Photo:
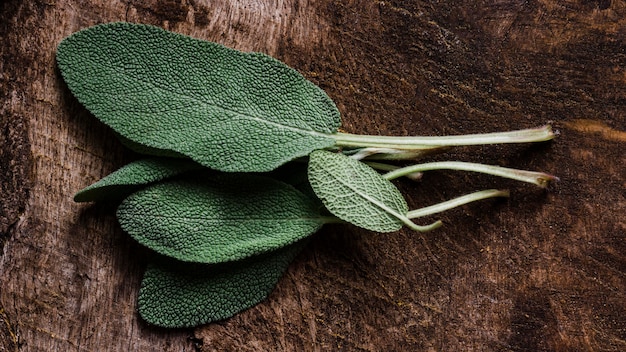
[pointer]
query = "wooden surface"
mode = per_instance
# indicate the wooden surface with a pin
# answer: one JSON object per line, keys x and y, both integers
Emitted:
{"x": 543, "y": 271}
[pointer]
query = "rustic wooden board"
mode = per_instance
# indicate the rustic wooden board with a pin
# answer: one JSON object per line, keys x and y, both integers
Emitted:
{"x": 543, "y": 271}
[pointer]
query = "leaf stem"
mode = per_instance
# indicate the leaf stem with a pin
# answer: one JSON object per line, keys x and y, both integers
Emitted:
{"x": 456, "y": 202}
{"x": 416, "y": 176}
{"x": 416, "y": 143}
{"x": 538, "y": 178}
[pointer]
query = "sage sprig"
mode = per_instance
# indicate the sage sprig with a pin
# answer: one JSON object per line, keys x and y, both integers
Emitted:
{"x": 226, "y": 200}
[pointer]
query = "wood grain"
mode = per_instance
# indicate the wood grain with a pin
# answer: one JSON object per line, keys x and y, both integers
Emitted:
{"x": 544, "y": 271}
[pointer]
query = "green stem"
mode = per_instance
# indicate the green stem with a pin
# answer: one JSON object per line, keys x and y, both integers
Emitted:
{"x": 388, "y": 167}
{"x": 539, "y": 178}
{"x": 415, "y": 143}
{"x": 456, "y": 202}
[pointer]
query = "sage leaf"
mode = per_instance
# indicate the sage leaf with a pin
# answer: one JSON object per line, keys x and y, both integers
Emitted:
{"x": 132, "y": 177}
{"x": 176, "y": 294}
{"x": 356, "y": 193}
{"x": 219, "y": 219}
{"x": 226, "y": 109}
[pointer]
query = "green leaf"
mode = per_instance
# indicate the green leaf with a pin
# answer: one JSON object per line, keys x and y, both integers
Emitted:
{"x": 133, "y": 176}
{"x": 220, "y": 219}
{"x": 176, "y": 294}
{"x": 227, "y": 110}
{"x": 356, "y": 193}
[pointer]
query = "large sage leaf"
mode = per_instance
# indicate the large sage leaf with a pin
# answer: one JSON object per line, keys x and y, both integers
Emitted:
{"x": 356, "y": 193}
{"x": 133, "y": 176}
{"x": 219, "y": 219}
{"x": 175, "y": 294}
{"x": 226, "y": 109}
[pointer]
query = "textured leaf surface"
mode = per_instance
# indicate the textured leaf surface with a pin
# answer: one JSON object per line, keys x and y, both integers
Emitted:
{"x": 220, "y": 219}
{"x": 131, "y": 177}
{"x": 175, "y": 294}
{"x": 356, "y": 193}
{"x": 226, "y": 109}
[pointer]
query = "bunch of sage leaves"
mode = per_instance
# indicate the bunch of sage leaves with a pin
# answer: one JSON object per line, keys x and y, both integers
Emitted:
{"x": 244, "y": 161}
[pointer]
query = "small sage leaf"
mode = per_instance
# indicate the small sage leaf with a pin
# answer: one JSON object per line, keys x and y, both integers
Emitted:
{"x": 227, "y": 110}
{"x": 356, "y": 193}
{"x": 133, "y": 176}
{"x": 176, "y": 294}
{"x": 219, "y": 219}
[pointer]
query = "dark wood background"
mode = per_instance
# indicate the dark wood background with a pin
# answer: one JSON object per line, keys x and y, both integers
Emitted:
{"x": 543, "y": 271}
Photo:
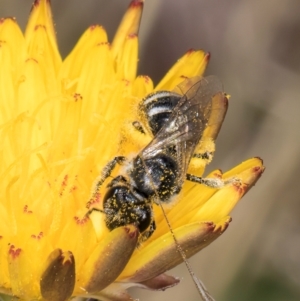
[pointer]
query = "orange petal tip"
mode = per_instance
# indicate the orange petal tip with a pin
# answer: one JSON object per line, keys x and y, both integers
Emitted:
{"x": 160, "y": 283}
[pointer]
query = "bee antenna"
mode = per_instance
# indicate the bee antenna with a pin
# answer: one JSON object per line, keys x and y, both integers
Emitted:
{"x": 198, "y": 283}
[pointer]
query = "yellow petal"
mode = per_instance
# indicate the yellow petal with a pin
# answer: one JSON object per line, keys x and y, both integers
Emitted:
{"x": 58, "y": 280}
{"x": 162, "y": 254}
{"x": 109, "y": 258}
{"x": 129, "y": 26}
{"x": 12, "y": 52}
{"x": 126, "y": 61}
{"x": 193, "y": 63}
{"x": 41, "y": 43}
{"x": 226, "y": 198}
{"x": 71, "y": 69}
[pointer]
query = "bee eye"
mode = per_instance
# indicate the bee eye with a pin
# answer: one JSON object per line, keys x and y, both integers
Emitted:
{"x": 158, "y": 108}
{"x": 123, "y": 207}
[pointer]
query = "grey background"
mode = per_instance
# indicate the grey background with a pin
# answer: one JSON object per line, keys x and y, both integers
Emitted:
{"x": 255, "y": 48}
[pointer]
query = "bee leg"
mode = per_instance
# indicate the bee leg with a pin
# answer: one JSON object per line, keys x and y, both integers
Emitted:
{"x": 138, "y": 126}
{"x": 210, "y": 182}
{"x": 204, "y": 156}
{"x": 149, "y": 232}
{"x": 108, "y": 168}
{"x": 106, "y": 171}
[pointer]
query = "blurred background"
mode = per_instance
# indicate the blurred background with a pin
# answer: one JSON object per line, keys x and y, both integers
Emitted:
{"x": 255, "y": 47}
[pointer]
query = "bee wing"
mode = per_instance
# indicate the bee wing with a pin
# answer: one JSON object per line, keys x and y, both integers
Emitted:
{"x": 187, "y": 122}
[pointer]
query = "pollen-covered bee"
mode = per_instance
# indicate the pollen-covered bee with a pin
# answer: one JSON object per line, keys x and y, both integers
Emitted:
{"x": 156, "y": 108}
{"x": 157, "y": 173}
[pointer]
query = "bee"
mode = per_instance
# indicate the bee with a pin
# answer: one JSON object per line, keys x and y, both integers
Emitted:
{"x": 156, "y": 108}
{"x": 157, "y": 173}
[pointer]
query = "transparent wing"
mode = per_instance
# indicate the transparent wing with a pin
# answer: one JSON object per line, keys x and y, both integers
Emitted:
{"x": 185, "y": 127}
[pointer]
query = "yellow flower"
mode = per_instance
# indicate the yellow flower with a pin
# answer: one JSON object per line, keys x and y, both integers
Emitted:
{"x": 60, "y": 123}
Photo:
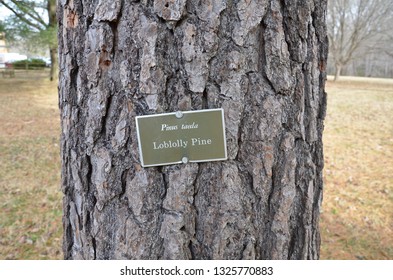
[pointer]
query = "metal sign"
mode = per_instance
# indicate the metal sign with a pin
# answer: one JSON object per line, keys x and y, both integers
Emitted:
{"x": 181, "y": 137}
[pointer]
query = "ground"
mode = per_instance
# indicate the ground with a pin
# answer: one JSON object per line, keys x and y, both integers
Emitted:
{"x": 357, "y": 216}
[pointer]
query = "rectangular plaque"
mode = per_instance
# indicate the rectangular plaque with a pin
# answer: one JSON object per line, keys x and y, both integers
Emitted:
{"x": 181, "y": 137}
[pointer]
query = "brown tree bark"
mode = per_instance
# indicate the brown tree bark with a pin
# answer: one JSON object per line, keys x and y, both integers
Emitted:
{"x": 263, "y": 62}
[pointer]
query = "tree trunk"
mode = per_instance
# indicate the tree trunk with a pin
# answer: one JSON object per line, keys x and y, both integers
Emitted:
{"x": 51, "y": 8}
{"x": 337, "y": 72}
{"x": 263, "y": 62}
{"x": 54, "y": 66}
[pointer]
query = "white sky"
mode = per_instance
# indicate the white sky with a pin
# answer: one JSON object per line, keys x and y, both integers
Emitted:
{"x": 4, "y": 12}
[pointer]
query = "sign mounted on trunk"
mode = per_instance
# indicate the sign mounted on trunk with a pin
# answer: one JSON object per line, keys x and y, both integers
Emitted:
{"x": 181, "y": 137}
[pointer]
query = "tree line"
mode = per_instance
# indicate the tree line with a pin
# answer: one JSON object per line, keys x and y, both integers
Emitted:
{"x": 360, "y": 33}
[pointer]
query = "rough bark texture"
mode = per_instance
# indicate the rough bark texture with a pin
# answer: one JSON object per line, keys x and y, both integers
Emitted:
{"x": 262, "y": 61}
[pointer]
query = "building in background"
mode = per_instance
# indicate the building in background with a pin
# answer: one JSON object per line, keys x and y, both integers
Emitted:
{"x": 3, "y": 47}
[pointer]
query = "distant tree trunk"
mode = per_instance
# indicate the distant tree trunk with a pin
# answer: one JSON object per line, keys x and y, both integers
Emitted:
{"x": 52, "y": 4}
{"x": 263, "y": 62}
{"x": 337, "y": 72}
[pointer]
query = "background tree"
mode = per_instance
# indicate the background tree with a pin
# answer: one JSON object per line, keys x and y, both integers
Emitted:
{"x": 263, "y": 62}
{"x": 34, "y": 24}
{"x": 357, "y": 28}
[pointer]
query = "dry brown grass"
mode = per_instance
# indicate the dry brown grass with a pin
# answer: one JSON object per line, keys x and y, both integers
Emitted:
{"x": 30, "y": 198}
{"x": 357, "y": 218}
{"x": 356, "y": 222}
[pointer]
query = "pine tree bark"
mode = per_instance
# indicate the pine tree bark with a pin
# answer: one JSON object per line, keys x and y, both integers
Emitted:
{"x": 262, "y": 61}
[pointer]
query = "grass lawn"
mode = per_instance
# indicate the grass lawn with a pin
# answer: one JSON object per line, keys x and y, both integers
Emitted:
{"x": 30, "y": 196}
{"x": 357, "y": 217}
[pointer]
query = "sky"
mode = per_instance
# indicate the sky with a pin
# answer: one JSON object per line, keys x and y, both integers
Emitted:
{"x": 4, "y": 12}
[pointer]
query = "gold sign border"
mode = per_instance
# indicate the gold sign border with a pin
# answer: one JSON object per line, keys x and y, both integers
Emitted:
{"x": 179, "y": 114}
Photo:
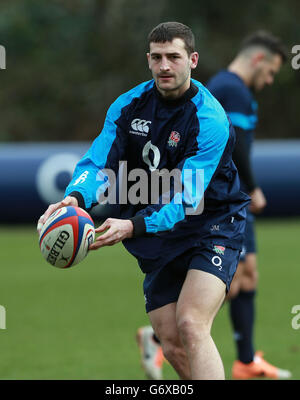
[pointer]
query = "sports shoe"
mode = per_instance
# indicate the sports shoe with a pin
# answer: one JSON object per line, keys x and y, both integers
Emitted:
{"x": 151, "y": 353}
{"x": 258, "y": 368}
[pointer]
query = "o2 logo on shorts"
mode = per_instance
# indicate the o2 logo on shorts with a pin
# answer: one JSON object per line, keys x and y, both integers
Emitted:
{"x": 217, "y": 261}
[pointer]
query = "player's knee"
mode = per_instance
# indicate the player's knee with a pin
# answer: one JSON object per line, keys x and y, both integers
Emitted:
{"x": 192, "y": 329}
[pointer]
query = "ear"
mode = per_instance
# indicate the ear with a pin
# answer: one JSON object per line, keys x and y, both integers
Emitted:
{"x": 194, "y": 58}
{"x": 258, "y": 57}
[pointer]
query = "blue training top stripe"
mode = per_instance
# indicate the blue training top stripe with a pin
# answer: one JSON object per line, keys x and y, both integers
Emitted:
{"x": 246, "y": 122}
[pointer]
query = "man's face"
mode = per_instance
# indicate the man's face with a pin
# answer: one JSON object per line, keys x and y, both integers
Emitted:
{"x": 265, "y": 71}
{"x": 171, "y": 67}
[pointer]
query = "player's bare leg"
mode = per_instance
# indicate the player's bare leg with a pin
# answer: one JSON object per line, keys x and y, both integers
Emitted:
{"x": 249, "y": 276}
{"x": 163, "y": 321}
{"x": 200, "y": 299}
{"x": 236, "y": 283}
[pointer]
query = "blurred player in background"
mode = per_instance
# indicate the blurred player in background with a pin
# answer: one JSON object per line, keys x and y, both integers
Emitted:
{"x": 172, "y": 123}
{"x": 255, "y": 66}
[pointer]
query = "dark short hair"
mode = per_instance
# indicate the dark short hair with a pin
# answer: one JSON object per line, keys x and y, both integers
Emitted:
{"x": 167, "y": 31}
{"x": 268, "y": 41}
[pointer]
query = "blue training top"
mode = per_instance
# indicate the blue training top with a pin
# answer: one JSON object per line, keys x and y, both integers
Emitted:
{"x": 150, "y": 133}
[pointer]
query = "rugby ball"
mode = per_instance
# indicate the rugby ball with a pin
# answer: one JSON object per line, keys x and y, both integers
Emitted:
{"x": 66, "y": 236}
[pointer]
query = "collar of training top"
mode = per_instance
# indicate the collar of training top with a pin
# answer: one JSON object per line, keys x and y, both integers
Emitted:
{"x": 188, "y": 94}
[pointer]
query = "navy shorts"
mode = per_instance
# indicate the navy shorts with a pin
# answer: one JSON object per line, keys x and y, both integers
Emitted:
{"x": 249, "y": 245}
{"x": 163, "y": 285}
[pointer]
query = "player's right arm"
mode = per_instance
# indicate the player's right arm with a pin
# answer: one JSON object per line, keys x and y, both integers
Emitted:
{"x": 107, "y": 149}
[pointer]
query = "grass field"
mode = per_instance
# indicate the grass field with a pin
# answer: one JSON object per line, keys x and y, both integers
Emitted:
{"x": 80, "y": 323}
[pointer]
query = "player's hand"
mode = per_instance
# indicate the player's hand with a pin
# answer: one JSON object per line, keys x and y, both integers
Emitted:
{"x": 116, "y": 231}
{"x": 68, "y": 201}
{"x": 258, "y": 201}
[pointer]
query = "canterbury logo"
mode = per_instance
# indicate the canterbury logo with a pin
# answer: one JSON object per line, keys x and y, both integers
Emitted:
{"x": 140, "y": 125}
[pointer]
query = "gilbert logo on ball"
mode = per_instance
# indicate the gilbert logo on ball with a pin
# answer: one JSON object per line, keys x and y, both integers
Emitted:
{"x": 66, "y": 236}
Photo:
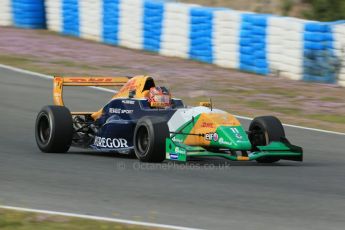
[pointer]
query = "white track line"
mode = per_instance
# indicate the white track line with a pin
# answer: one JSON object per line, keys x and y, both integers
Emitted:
{"x": 98, "y": 218}
{"x": 113, "y": 91}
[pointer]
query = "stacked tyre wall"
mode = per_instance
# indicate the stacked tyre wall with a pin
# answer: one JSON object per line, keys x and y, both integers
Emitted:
{"x": 258, "y": 43}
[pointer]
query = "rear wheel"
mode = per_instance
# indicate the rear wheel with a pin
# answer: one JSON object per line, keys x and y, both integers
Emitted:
{"x": 54, "y": 129}
{"x": 264, "y": 130}
{"x": 149, "y": 139}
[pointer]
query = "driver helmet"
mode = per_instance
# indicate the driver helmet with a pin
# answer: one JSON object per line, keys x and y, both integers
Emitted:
{"x": 159, "y": 97}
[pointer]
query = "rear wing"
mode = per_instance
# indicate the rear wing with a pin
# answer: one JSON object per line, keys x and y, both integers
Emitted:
{"x": 60, "y": 82}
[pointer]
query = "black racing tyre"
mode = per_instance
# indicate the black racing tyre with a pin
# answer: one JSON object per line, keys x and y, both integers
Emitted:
{"x": 262, "y": 131}
{"x": 149, "y": 139}
{"x": 54, "y": 129}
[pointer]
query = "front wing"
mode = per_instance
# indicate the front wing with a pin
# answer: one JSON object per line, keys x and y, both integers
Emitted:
{"x": 281, "y": 150}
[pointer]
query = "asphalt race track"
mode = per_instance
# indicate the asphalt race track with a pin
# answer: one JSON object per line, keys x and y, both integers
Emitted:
{"x": 224, "y": 195}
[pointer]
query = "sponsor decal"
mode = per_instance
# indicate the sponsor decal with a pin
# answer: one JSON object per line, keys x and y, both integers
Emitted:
{"x": 178, "y": 140}
{"x": 180, "y": 151}
{"x": 110, "y": 142}
{"x": 207, "y": 125}
{"x": 237, "y": 133}
{"x": 223, "y": 142}
{"x": 211, "y": 136}
{"x": 120, "y": 111}
{"x": 173, "y": 156}
{"x": 129, "y": 102}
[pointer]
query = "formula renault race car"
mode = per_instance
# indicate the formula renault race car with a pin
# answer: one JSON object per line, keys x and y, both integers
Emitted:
{"x": 143, "y": 120}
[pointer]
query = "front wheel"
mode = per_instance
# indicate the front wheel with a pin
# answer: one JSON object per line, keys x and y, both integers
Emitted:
{"x": 262, "y": 131}
{"x": 149, "y": 139}
{"x": 54, "y": 129}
* * * *
* _Written problem_: List every line in the data above that contains the string "shoe", copying each line in full.

* _Task output_:
query = "sports shoe"
# indicate the sports shoe with a pin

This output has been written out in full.